> MATERIAL PROVIDED:
:::::

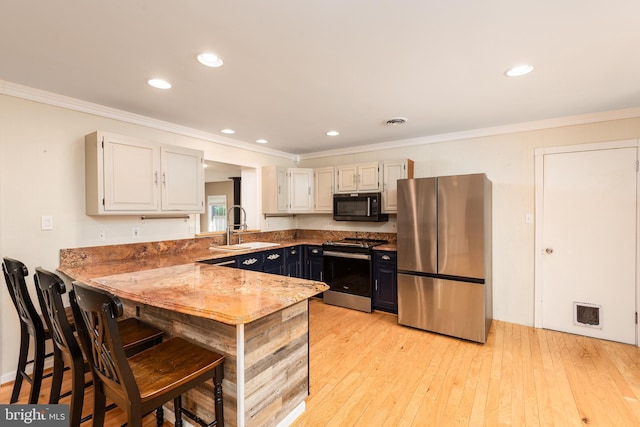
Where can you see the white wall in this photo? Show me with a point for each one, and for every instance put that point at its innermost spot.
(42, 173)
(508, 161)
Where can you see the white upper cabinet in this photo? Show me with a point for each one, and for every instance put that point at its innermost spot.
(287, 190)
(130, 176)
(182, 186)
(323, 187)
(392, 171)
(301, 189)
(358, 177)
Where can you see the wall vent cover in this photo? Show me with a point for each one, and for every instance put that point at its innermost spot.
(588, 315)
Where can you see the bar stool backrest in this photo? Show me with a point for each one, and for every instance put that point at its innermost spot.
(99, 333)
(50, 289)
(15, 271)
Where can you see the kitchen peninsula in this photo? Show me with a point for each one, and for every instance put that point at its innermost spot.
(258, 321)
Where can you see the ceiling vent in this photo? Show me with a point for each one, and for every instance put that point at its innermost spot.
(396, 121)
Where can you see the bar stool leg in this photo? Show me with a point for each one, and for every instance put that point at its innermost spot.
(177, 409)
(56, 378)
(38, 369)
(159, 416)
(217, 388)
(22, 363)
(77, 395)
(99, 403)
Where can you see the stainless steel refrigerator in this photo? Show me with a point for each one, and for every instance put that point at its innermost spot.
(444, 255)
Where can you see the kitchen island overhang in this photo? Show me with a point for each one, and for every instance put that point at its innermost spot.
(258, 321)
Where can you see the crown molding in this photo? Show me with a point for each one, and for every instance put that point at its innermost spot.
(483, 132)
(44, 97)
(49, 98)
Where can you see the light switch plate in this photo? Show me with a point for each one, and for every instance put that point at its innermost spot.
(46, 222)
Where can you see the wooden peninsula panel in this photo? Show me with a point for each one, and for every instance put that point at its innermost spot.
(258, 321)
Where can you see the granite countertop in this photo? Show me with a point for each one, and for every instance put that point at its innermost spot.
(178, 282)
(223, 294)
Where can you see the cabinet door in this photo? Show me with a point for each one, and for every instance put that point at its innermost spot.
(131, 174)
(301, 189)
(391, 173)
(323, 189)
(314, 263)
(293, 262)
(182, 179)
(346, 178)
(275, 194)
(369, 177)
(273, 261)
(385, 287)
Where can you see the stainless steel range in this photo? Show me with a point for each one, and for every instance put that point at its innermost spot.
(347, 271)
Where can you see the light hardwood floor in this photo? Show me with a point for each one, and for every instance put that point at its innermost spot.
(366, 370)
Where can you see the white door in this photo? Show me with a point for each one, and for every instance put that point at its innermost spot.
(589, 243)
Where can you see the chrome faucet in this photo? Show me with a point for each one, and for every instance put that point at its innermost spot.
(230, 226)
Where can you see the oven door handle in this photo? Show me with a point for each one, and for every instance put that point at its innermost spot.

:::::

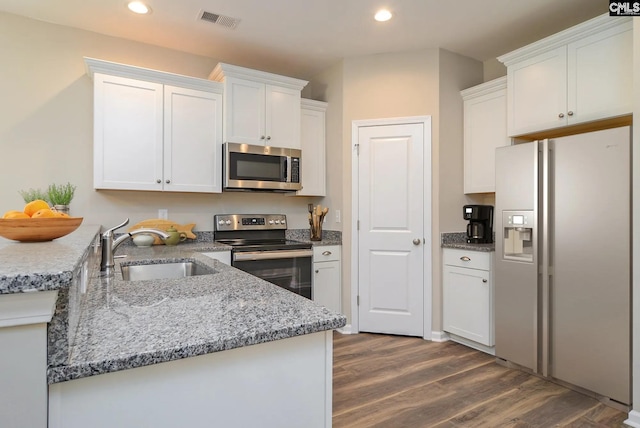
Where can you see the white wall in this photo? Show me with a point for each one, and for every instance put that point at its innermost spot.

:::::

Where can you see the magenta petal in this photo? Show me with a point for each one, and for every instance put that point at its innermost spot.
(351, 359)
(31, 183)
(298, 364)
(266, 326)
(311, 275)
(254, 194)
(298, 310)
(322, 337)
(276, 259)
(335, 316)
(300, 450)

:::::

> GOAL: Pull out every line of the entries above that contains the word "steel" and copy each one in full.

> COMPLETE OUTPUT:
Where can you see the stainless steel refrigerator in this photo? Show me with a point for each one, and for every instance put that point at its innermost spot.
Where can you see the stainless steel range in this photo? Show me with a point for each one, and for every instance put that point at its innermost spot.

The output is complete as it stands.